== Work to complete ==
Copy out the plot summary about Arnolphe, Agnès and Horace word for word, in full.

== Exercise text ==
/---

After Agnès moves into Arnolphe's house, Arnolphe meets by chance Horace, the young son of Arnolphe's friend Oronte, whom Arnolphe had not seen in years. Not realizing that Arnolphe and Monsieur de la Souche are the same person, Horace unwittingly confides to Arnolphe he had been visiting Agnès for the past week while the master of the house, one Monsieur de la Souche, was away. Arnolphe then schemes to outmaneuver Horace and to ensure that Agnès will marry him.

Arnolphe becomes more and more frustrated as the play goes on. Agnès continues to meet with Horace despite Arnolphe's displeasure until, finally, a misunderstanding leads Arnolphe to believe that Agnès has agreed to marry him and Agnès to believe that Arnolphe has given her permission to marry Horace. When they realize the actual situation, Arnolphe forbids Agnès from seeing Horace. Horace, in his distress, comes to Arnolphe, asking for his help in rescuing Agnès from "Monsieur de la Souche".

\---

== Available data ==
/---

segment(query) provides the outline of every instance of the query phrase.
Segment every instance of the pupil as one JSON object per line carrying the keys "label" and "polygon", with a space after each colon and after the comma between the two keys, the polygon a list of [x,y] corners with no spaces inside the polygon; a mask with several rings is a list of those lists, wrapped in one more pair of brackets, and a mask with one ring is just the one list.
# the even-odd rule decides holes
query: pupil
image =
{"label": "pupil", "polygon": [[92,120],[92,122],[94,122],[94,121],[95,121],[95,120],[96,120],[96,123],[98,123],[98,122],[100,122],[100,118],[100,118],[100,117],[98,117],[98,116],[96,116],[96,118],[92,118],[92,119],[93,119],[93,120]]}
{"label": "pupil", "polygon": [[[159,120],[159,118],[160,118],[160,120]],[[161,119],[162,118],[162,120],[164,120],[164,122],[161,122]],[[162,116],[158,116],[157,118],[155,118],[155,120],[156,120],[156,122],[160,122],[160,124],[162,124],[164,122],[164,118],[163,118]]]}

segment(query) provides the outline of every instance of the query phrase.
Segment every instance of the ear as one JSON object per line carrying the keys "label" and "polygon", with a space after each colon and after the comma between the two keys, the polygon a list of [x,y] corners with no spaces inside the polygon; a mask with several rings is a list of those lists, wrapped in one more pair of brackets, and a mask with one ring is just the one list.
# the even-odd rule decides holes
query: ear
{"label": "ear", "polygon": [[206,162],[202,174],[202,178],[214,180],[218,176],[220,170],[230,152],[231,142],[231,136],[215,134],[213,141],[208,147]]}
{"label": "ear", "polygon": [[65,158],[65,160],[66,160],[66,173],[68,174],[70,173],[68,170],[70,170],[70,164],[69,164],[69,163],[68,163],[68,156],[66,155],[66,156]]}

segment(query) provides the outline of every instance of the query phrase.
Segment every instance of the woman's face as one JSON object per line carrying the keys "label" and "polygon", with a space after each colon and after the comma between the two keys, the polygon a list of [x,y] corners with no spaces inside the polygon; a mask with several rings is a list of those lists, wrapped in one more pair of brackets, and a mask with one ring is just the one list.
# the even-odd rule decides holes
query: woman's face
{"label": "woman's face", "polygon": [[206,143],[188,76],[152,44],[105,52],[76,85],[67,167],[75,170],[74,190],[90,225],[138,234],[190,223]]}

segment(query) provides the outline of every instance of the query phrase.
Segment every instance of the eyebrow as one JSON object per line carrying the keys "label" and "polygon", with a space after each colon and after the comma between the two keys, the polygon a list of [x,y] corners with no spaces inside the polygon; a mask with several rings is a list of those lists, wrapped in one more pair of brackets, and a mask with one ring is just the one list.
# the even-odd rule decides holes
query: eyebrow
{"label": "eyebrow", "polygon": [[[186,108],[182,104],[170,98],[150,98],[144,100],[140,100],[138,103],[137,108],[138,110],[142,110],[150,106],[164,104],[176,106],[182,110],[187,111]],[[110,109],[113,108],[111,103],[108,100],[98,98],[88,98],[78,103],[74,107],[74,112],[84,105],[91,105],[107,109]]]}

\---

== Exercise result ==
After Agnès moves into Arnolphe's house, Arnolphe meets by chance Horace, the young son of Arnolphe's friend Oronte, whom Arnolphe had not seen in years. Not realizing that Arnolphe and Monsieur de la Souche are the same person, Horace unwittingly confides to Arnolphe he had been visiting Agnès for the past week while the master of the house, one Monsieur de la Souche, was away. Arnolphe then schemes to outmaneuver Horace and to ensure that Agnès will marry him.

Arnolphe becomes more and more frustrated as the play goes on. Agnès continues to meet with Horace despite Arnolphe's displeasure until, finally, a misunderstanding leads Arnolphe to believe that Agnès has agreed to marry him and Agnès to believe that Arnolphe has given her permission to marry Horace. When they realize the actual situation, Arnolphe forbids Agnès from seeing Horace. Horace, in his distress, comes to Arnolphe, asking for his help in rescuing Agnès from "Monsieur de la Souche".